▶ _Set of tasks_
• 1. Condense the paragraph of the hospice speech that begins "I know that I am among friends" into a short bulleted list that keeps its main points.
• 2. Edit the hospice speech starting at "I met the chief" and ending at "so as well.", changing "chief executive" to "director".

▶ _Source document_
┏━━
Addressing some of the challenges requires an uplift in the funding available to hospices across the board, and we must pass on pay increases to nursing staff. I say again that when I go into my hospice, the working environment is very different from that in the urgent care centre, but I have already said that Cornwall is a low-wage area with a high cost of living due to the beautiful environment that we live in, which attracts people and pushes up the cost of housing. It is expensive to live in my part of the world, so nurses are not choosing to leave the hospice setting because they prefer urgent care—obviously, we need them there as well, so I am not trying to discourage that—but because they need the money to live. We should not be saying, at any stage, “It is okay, because hospices are a different environment to work in and they might prefer it there, so they will settle for lower wages.” I hope that we would never assume or expect that.

I met the chief executive of Cornwall Hospice Care soon after the pay award, and he expressed concern that the money being offered to NHS nurses and staff would have a negative impact on hospices and other parts of the system where people are not directly employed by the NHS. I agreed to raise that in the House at the first opportunity, which I have done, and I am grateful for this opportunity to do so as well.

I know that I am among friends when I say that the value of hospice care is not underestimated. The work that hospices do for children and adults is fantastic. They are an essential part of bringing health and social care together and ensuring that people are cared for in the right setting and as close to home as possible. We all know that it is better to be near our families, whatever our health situation, and certainly during the last moments of our life.

As I have said, people are dying in my urgent care centre, which has already been judged as poor for palliative care, when there are beds in the hospice not far away. That must be addressed, and I want the Minister to intervene to put pressure on the system—or systems, at the moment—on the question of why we cannot do more. There has been progress in the last three years towards working better together, but making the right decision is painfully slow for somebody who does not actually have the time for that decision to be made. There have been improvements in working together, and the managers in all the systems in Cornwall, including the hospices, have healthy relationships, but things seem to be getting stuck at ward level, so patients are potentially not getting the best care.
┗━━
▶ _Provided material_
┏━━
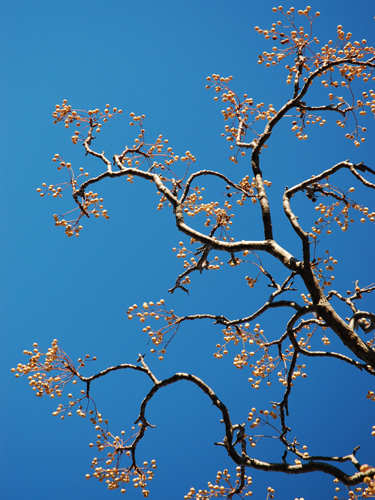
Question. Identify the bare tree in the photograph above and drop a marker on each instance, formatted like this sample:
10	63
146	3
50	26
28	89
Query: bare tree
305	289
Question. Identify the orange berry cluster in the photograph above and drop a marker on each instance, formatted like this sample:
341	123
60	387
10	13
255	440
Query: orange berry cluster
115	447
155	311
92	205
40	365
69	116
295	41
237	110
222	486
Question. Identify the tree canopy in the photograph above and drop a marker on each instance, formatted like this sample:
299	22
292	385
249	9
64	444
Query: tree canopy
255	231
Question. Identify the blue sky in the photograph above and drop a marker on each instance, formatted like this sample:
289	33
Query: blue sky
152	58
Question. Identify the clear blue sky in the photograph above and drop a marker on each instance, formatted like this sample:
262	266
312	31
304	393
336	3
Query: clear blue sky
150	57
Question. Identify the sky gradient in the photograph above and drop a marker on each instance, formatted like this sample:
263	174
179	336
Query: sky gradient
153	57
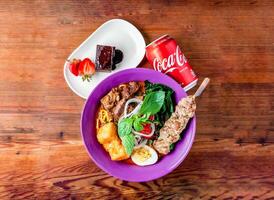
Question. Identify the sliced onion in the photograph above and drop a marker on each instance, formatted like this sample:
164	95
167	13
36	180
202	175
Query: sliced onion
146	135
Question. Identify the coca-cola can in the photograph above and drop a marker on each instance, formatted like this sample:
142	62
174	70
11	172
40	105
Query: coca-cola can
165	56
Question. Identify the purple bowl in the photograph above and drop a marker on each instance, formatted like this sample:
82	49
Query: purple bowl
121	169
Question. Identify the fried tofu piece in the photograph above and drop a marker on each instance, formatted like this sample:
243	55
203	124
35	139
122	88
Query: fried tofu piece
108	137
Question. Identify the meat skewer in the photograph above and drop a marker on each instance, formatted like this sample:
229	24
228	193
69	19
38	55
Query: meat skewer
184	111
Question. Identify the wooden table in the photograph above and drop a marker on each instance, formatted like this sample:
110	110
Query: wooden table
41	152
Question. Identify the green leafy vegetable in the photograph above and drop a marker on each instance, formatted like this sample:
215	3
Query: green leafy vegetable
152	103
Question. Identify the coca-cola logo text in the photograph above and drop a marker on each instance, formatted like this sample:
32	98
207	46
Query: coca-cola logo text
167	64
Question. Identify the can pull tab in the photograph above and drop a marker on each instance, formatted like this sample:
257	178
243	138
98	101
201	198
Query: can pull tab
202	87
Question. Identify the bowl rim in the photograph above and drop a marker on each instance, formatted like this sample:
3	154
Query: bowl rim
170	169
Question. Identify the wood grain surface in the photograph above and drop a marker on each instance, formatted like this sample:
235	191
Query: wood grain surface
232	42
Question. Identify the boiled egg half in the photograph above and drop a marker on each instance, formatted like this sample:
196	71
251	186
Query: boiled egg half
144	155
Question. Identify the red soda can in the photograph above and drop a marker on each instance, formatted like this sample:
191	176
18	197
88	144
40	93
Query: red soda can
165	56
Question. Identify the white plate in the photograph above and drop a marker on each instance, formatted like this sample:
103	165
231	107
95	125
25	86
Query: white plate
116	32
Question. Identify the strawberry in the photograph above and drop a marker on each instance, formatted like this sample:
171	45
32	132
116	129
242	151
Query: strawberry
86	69
74	65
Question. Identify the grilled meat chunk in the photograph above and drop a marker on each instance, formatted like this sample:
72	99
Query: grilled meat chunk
116	99
170	132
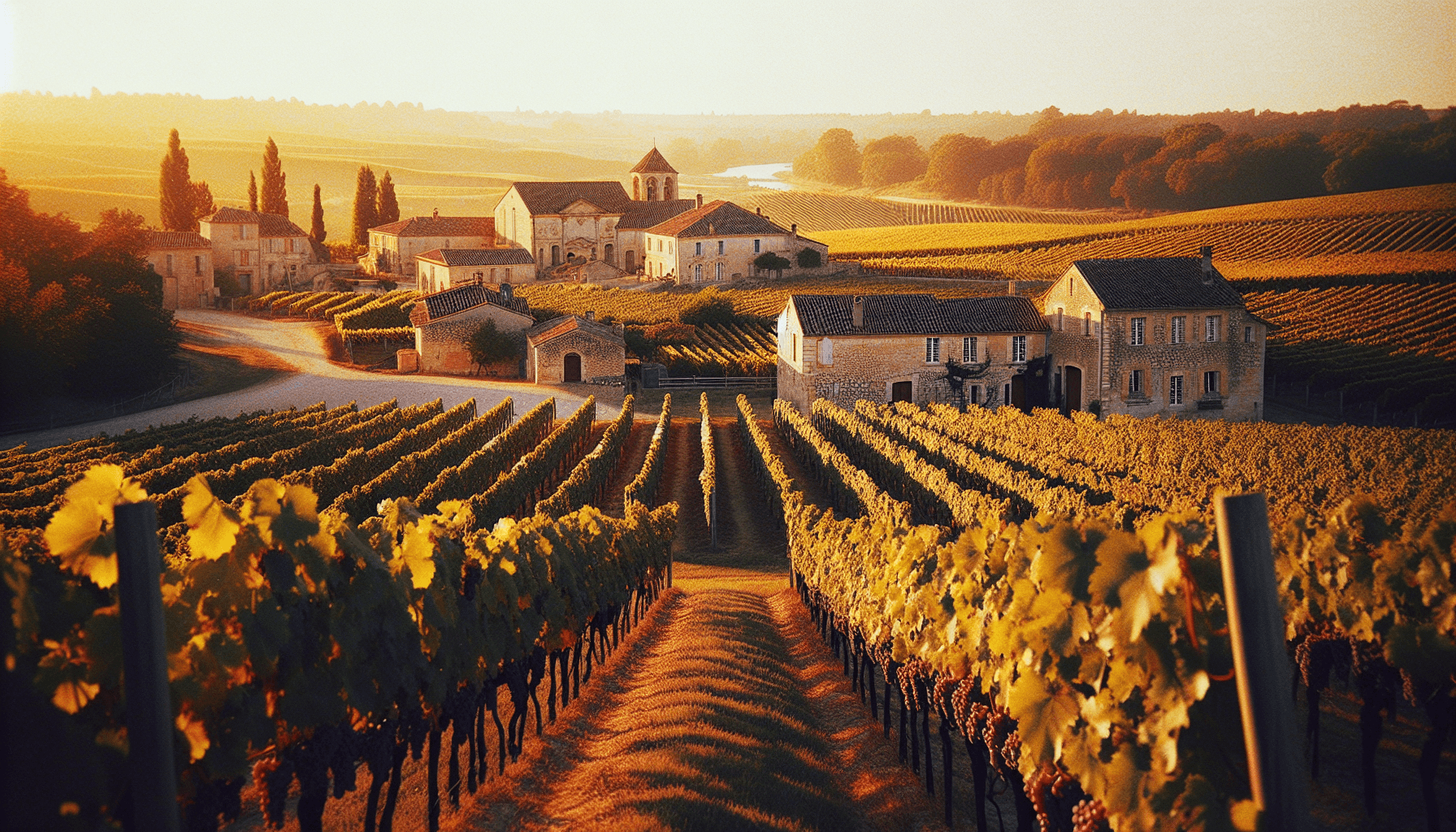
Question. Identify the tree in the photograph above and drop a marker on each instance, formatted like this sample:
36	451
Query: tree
366	210
316	231
274	197
176	193
891	159
386	209
490	345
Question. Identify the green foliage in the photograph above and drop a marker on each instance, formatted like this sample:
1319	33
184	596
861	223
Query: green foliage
491	345
274	196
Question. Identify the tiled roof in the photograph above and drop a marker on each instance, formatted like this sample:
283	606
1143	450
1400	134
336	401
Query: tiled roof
558	327
718	219
652	163
1155	283
462	297
552	197
917	315
479	257
648	214
178	240
440	228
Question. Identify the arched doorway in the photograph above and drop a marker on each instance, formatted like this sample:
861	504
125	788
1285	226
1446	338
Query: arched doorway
1072	378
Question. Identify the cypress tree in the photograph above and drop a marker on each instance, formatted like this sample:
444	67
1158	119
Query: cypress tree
176	191
366	213
316	232
388	207
274	198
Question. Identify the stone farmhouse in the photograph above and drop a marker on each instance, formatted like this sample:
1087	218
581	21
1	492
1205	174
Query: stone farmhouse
446	319
718	242
895	347
1155	337
395	246
264	251
574	349
446	268
185	262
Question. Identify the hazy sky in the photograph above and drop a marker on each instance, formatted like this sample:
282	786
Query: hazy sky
746	56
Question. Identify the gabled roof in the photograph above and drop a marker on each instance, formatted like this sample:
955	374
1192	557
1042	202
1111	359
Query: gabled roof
440	228
457	299
478	257
652	163
648	214
917	315
178	240
553	197
558	327
1156	283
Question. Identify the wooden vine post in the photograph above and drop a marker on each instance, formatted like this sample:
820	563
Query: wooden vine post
1259	662
145	661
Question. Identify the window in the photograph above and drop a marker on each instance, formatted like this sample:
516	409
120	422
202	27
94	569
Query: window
932	350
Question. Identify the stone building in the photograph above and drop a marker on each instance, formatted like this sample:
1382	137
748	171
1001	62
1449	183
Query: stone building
395	248
446	268
446	319
185	262
574	349
718	242
264	251
1155	336
895	347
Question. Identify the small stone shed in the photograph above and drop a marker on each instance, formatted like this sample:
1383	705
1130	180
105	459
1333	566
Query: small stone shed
446	319
574	349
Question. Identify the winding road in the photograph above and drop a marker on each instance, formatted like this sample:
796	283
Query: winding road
316	380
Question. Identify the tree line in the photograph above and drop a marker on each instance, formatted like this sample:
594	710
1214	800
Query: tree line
1189	167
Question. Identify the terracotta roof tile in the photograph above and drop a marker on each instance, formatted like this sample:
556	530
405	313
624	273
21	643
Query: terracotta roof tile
1156	283
440	228
917	315
479	257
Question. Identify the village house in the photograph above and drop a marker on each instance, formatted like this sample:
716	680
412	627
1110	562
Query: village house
446	319
393	248
897	347
444	268
574	349
264	251
1155	337
185	262
718	242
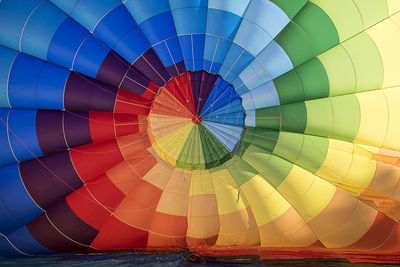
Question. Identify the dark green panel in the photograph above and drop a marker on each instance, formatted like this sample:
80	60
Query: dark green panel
294	117
314	79
263	138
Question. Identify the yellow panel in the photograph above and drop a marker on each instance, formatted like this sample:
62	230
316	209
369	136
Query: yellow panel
307	193
265	201
201	183
227	191
394	6
393	132
373	118
159	175
170	146
337	161
175	197
386	36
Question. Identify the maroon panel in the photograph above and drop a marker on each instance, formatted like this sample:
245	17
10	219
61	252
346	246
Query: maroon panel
77	128
150	65
49	131
83	93
47	235
49	179
66	221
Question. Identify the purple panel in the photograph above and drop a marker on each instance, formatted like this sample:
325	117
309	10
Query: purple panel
77	129
113	69
207	85
48	236
50	131
70	224
137	83
151	66
49	179
83	93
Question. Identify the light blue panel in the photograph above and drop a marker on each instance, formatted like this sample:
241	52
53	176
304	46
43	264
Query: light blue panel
50	87
15	198
142	10
176	4
267	15
23	81
261	97
66	6
6	155
190	20
89	12
252	37
7	58
13	15
250	118
90	56
237	7
25	242
222	24
169	52
121	33
40	29
22	134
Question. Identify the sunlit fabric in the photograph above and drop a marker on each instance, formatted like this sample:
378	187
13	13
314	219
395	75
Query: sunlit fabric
267	127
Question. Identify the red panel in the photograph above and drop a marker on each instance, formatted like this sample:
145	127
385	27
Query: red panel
130	103
118	235
94	159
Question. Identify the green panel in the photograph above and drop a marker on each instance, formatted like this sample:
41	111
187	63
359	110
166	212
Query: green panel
240	170
290	7
289	88
372	11
273	168
294	117
191	155
269	118
319	117
314	79
340	71
318	26
367	62
344	14
313	153
296	43
289	145
346	117
263	138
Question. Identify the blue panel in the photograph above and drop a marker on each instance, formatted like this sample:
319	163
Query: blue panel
40	29
23	79
89	12
24	241
159	28
7	58
66	42
142	10
14	14
22	124
51	85
169	48
90	56
237	7
223	24
268	16
190	20
6	155
121	33
14	197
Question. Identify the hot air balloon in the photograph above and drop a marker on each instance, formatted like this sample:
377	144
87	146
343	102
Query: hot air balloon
226	127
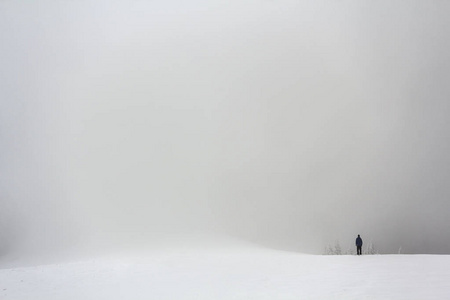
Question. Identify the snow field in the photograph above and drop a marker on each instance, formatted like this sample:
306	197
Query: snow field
232	273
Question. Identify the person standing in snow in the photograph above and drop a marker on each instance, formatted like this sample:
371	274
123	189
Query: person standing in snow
358	245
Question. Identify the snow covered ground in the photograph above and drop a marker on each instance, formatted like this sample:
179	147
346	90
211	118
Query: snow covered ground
231	272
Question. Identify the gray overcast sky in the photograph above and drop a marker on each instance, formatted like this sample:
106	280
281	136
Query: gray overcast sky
290	123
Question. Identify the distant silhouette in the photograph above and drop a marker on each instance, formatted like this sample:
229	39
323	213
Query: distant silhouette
358	245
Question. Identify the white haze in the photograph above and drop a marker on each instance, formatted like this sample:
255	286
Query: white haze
288	123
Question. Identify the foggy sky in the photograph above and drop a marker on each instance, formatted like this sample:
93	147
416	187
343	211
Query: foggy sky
289	123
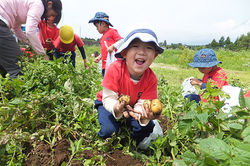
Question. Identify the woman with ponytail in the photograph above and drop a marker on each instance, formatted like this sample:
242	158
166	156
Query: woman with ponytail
14	13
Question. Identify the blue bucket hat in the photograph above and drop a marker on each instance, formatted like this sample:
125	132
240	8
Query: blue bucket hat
204	58
145	35
100	16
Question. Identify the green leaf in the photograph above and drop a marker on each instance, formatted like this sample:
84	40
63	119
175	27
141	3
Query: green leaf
185	126
189	115
242	99
211	161
189	157
235	126
247	101
215	147
16	101
158	153
203	117
179	163
242	155
246	132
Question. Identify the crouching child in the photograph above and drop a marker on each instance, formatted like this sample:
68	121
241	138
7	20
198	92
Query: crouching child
130	75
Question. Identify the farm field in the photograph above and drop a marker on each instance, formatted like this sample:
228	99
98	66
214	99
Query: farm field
48	117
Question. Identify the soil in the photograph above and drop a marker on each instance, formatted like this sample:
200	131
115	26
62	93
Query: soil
43	155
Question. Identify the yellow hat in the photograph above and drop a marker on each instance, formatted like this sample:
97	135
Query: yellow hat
66	34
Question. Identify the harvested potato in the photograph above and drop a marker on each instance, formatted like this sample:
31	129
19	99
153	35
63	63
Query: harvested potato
154	105
125	98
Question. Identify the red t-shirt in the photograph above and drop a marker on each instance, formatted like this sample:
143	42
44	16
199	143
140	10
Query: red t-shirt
46	32
218	77
68	47
117	79
110	37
┗━━
▶ _Solved tasks_
• 1.
- Those present do not underestimate the value of hospice care.
- Hospices do fantastic work for children and adults.
- They are essential to bringing health and social care together.
- They help ensure people are cared for in the right setting and as close to home as possible.
- Being near family is better whatever one's health situation, and certainly during the last moments of life.

• 2.
I met the director of Cornwall Hospice Care soon after the pay award, and he expressed concern that the money being offered to NHS nurses and staff would have a negative impact on hospices and other parts of the system where people are not directly employed by the NHS. I agreed to raise that in the House at the first opportunity, which I have done, and I am grateful for this opportunity to do so as well.